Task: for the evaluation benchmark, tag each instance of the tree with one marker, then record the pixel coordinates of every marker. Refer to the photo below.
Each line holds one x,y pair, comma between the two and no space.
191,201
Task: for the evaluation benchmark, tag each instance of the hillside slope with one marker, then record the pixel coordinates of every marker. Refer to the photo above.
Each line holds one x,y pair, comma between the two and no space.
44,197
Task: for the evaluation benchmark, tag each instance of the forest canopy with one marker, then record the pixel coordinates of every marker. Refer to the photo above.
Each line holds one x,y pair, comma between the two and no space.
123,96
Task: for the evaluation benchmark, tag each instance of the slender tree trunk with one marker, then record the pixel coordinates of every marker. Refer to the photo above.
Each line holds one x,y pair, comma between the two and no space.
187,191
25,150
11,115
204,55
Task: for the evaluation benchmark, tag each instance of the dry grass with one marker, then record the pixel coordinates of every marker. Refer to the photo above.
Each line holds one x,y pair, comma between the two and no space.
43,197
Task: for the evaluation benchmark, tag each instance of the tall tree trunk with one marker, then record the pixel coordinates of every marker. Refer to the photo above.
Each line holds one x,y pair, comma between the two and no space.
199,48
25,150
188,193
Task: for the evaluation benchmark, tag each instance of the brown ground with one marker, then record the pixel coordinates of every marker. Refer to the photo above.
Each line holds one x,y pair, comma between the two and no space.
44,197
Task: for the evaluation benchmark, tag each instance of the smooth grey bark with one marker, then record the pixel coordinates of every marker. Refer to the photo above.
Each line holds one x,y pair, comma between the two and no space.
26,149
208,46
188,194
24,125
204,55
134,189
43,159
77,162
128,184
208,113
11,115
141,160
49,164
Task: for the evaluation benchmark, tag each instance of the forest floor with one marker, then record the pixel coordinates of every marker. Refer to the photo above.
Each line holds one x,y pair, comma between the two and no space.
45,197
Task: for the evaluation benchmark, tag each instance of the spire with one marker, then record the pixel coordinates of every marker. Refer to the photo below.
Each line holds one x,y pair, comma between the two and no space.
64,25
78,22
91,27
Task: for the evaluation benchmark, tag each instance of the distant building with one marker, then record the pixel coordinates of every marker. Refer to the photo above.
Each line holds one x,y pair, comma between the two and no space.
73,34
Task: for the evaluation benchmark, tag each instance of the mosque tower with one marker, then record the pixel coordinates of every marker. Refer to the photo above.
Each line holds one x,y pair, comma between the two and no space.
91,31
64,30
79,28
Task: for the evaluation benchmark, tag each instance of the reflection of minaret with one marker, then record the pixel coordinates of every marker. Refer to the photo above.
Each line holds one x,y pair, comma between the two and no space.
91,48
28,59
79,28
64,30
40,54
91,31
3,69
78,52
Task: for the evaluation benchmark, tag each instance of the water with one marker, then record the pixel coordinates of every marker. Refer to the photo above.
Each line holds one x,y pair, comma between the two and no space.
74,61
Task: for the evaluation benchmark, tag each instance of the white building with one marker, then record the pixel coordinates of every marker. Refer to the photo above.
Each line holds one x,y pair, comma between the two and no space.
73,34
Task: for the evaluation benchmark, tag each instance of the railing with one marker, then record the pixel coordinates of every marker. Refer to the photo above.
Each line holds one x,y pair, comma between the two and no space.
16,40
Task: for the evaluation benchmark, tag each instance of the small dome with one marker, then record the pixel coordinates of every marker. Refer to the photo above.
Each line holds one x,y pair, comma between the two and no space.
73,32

▶ _Task brief_:
Can you update the material above by writing it out again with every "evaluation benchmark" changed to "validation set" and nothing else altered?

▶ _Exercise solution_:
Task: for the validation set, tag each instance of the tree with one marker, then record the pixel coordinates of every marker. Refer to the photo below.
Each line holds one x,y pair, comma between the two and no space.
191,201
Task: for the validation set, tag each instance of the hillside slope with one marker, then record the pixel coordinates of every marker. Refer to the photo above.
Each line holds one x,y pair, comma between the two and no space.
44,197
Task: for the validation set, tag each instance of the forest canopy with one marker, then record the pixel coordinates of every marker. Refer to the photo above.
Each line holds one x,y pair, comma between the two and no space.
123,96
Task: for the validation set, tag each instance of the slender tree trunk with one marker, then record the pixel coordinates of every marker. Refer to the photo above.
Each line holds one x,y pair, comma between the two and no space.
187,191
25,150
11,115
204,55
Task: for the validation set, tag each instance of the dry grass with one marker, then record the pixel coordinates of every marker. Refer to the photo above.
Each line holds one x,y pair, comma between the two and no space.
43,197
Task: for the validation set, tag each instance of the tall tree trunk with one marker, then record the pixel coordinates of every marker. Refer to the photo above.
Each line holds one x,y pair, comma between the two and no space.
199,48
25,150
188,193
Task: for the validation set, tag each instance of the brown ground with one marker, then record the pixel coordinates of every marker. Refer to the photo above.
Each line holds one x,y pair, comma between the two and no space.
44,197
Task: for the validation set, tag each instance of the smooth grey bark with one marker, then record the pixel coordinates of every marker. Refer to the photo above.
Each line holds one x,y pair, comma between the two and no space.
26,149
208,46
188,194
24,125
204,55
134,189
43,159
77,162
128,184
208,113
11,115
141,160
49,164
Task: for the validation set, tag each instance of the forest floor with one marker, then record the pixel coordinates of every marker. Refer to the photo above.
Each line holds one x,y pair, comma between the two and no space.
45,197
Task: for the validation set, tag each instance of the spire with one marker, then record the pixel coordinates of every marker. Refer to the photo below.
Each line holds one x,y pair, comma between the two and no space.
64,25
78,22
91,27
Task: for the validation set, tag each instance of the distant building with one marker, then record the pixel coordinates of every marker. Refer to the photo above.
Each line holds one x,y pair, comma between the two and no space.
73,34
Task: for the validation set, tag each instance of the mosque tower with one marker, then record the pixel coordinates of every marker. Refer to the photo above.
Each line holds one x,y pair, comma between the two and no space.
91,31
64,30
79,28
Task: for the validation set, tag each instance of the reflection of minaret with one marker, then record the pixel coordinates of every marker. Refer to the photo above.
Each line holds one x,y pair, comma between the two and no space.
91,48
28,59
79,28
64,30
40,54
91,31
3,69
78,52
Task: for the validation set, tag each instance of the water with one marker, then record the pixel coordinates of every marker. Refer to the photo above.
Each line holds one x,y pair, comma between the two and no space.
74,61
Task: for the validation set, tag each instance of the white building with one marker, then record the pixel coordinates of every marker. Refer to the photo above.
Each line holds one x,y pair, comma between the two and no space.
73,34
Task: for the validation set, tag each instance of the railing with one marker, then record the pixel coordinates of every marker. Refer to the photo above.
Each line holds one x,y pair, comma between the two and no space.
16,40
Task: for the validation set, tag each instance of the small dome with one marker, then record the pixel coordinates of every marker. Refer to the photo above.
Each line holds one x,y pair, comma between the two and no space.
73,32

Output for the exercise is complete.